Text provided —
──────────────────────────────
Wednesday, July 11, 2012

CBO report: Americans' federal tax bite hit 30-year low in 2009

A report from the Congressional Budget Office has found that the federal tax rate for most Americans fell to an historic low in 2009. All but the top one percent paid lower taxes in 2009 as a consequence of the Great Recession that cut income and because the government approved tax breaks'such as those in the Obama administration's stimulus package'designed to ease the impact of downturn.

The report, The Distribution of Household Income and Federal Taxes, 2008 and 2009, includes personal income taxes, corporate taxes, Social Security and Medicare taxes, and excise taxes on gasoline, alcohol and tobacco. It only covers up to 2009 because that is the last year for which full data are available. CBO researchers said they expect the low average continued through 2010 and 2011.

John D. McKinnon reports:

[T]he middle quintile of earners'with average before-tax incomes of $64,300'saw their average federal tax rate fall to 11.1% from 11.6% a year earlier. The bottom quintile'with average before-tax income of $23,500'saw their average federal tax rate fall to 1%, from 1.5% in 2008.

But the average tax rate for the top 1%'those with average incomes of about $1.2 million'rose to 28.9% from 28.1% a year earlier.

For all U.S. households, federal taxes combined averaged 17.4 percent in 2009, the lowest level since the CBO began the data series in 1979. The reason the top one percent saw a higher average rate for the year is most likely because the recession cut deeply into that part of their income coming from capital gains in 2009. Capital gains are taxed at a lower level than income from wages, which made up a larger proportion of their income for that year.

The Financial Times reports that in 2009, the average U.S. household income was $88,400. In 2007, the average was $101,000. Over that period, average income for the top one percent fell by more than a third. That average is skewed upward by higher-income households. Median household income, with half earning more and half earning less, was $50,020 in January 2012. Adjusted for inflaton, that's nearly 8 percent less than it was in December 2007 when the recession began.

The CBO report notes:

The decline in after-tax income for the highest-income households reversed a substantial portion of the sharp rise in their income between 1979 and 2007.

Although the detailed data that form the basis of CBO's estimates in this report are available only through 2009, other data can provide some insight into more-recent changes in the distribution of income. Those data suggest that income for households toward the higher end of the distribution increased more rapidly than income for households elsewhere in the income distribution in 2010.
──────────────────────────────
Input data —
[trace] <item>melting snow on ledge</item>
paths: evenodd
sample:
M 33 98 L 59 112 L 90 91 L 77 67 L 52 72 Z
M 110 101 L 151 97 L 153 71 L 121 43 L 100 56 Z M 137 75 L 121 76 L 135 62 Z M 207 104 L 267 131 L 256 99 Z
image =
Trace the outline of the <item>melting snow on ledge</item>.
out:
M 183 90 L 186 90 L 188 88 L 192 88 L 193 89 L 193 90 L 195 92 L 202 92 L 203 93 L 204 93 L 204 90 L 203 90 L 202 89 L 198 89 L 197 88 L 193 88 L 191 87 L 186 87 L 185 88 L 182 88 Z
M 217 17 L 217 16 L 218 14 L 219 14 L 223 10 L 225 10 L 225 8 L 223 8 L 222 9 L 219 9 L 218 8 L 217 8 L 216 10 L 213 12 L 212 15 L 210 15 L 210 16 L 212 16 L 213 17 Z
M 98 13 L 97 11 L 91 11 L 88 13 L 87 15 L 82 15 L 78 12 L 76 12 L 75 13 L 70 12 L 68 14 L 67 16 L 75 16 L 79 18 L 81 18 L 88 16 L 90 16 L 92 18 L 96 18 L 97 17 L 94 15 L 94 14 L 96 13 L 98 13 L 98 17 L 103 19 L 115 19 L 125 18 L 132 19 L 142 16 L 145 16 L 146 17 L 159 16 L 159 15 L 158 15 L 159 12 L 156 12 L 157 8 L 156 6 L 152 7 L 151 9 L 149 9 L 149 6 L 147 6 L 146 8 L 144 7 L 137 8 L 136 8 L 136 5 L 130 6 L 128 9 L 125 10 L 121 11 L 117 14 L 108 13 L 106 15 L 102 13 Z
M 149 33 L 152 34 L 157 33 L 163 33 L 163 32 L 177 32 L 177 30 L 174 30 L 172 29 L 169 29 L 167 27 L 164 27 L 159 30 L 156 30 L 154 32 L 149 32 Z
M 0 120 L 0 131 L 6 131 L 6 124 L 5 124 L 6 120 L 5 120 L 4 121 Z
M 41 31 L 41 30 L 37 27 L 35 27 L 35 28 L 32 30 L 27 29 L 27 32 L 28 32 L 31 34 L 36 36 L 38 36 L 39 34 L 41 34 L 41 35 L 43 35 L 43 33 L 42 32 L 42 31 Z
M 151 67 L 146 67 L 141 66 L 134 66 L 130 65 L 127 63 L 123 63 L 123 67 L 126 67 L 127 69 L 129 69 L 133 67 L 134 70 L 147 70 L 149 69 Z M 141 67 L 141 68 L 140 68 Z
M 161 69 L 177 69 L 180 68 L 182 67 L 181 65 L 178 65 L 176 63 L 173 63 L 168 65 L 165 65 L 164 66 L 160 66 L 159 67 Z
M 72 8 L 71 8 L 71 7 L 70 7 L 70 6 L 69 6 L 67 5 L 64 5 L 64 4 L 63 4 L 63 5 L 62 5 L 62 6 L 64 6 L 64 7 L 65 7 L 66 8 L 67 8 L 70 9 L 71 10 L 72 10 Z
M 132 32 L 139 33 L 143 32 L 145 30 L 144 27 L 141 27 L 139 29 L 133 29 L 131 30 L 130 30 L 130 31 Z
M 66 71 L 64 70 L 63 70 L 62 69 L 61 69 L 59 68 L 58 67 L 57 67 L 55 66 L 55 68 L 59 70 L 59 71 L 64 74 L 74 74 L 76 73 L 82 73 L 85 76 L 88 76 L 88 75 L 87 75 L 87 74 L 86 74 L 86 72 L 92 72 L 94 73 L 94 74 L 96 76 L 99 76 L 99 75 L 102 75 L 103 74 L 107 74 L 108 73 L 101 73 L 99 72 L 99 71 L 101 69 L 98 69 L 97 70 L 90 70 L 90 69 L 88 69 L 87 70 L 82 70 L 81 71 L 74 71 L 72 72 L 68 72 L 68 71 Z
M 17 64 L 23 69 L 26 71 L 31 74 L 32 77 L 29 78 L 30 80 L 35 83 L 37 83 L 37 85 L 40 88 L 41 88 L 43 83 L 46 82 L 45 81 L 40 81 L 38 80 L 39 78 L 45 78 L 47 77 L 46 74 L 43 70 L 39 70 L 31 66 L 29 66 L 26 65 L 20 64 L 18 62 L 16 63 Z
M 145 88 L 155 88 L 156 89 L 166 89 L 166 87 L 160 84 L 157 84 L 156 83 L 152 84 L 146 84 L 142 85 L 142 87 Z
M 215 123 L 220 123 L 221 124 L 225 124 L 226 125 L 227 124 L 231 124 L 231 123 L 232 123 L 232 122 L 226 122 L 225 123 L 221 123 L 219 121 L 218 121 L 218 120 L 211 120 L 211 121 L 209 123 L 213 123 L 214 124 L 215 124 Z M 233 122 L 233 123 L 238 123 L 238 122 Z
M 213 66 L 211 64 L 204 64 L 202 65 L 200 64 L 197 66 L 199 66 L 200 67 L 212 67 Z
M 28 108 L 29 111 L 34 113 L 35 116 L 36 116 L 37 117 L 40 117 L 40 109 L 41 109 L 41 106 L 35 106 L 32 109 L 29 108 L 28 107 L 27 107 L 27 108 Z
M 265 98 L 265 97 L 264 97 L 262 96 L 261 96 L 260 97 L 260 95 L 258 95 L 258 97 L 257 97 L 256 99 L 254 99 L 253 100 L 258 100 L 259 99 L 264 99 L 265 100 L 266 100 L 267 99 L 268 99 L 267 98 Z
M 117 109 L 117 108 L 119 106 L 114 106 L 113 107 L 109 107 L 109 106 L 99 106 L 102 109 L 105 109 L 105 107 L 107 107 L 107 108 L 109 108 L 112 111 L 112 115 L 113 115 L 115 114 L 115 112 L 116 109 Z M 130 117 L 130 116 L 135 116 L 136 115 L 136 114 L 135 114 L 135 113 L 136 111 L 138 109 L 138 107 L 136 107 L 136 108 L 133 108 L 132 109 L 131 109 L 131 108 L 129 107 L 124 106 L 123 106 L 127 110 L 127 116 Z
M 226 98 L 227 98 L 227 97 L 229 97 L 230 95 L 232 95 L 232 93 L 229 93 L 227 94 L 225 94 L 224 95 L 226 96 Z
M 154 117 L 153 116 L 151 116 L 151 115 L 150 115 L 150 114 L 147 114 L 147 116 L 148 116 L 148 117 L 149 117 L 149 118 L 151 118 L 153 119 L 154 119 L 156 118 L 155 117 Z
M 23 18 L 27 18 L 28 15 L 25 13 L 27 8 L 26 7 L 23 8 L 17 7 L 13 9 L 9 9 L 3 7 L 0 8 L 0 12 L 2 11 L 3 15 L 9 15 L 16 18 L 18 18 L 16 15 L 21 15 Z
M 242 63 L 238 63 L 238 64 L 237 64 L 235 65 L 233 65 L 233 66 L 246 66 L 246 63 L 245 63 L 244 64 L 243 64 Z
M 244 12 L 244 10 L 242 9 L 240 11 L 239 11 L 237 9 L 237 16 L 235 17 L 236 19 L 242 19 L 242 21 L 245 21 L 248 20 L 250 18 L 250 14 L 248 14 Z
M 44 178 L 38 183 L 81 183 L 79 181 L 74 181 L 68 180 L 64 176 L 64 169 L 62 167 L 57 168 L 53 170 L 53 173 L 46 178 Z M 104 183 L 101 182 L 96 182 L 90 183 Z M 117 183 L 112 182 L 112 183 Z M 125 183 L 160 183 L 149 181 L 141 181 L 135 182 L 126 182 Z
──────────────────────────────
What is required —
According to the text on the CBO tax report, what was the combined average federal tax rate for all U.S. households in 2009?

Your response —
17.4 percent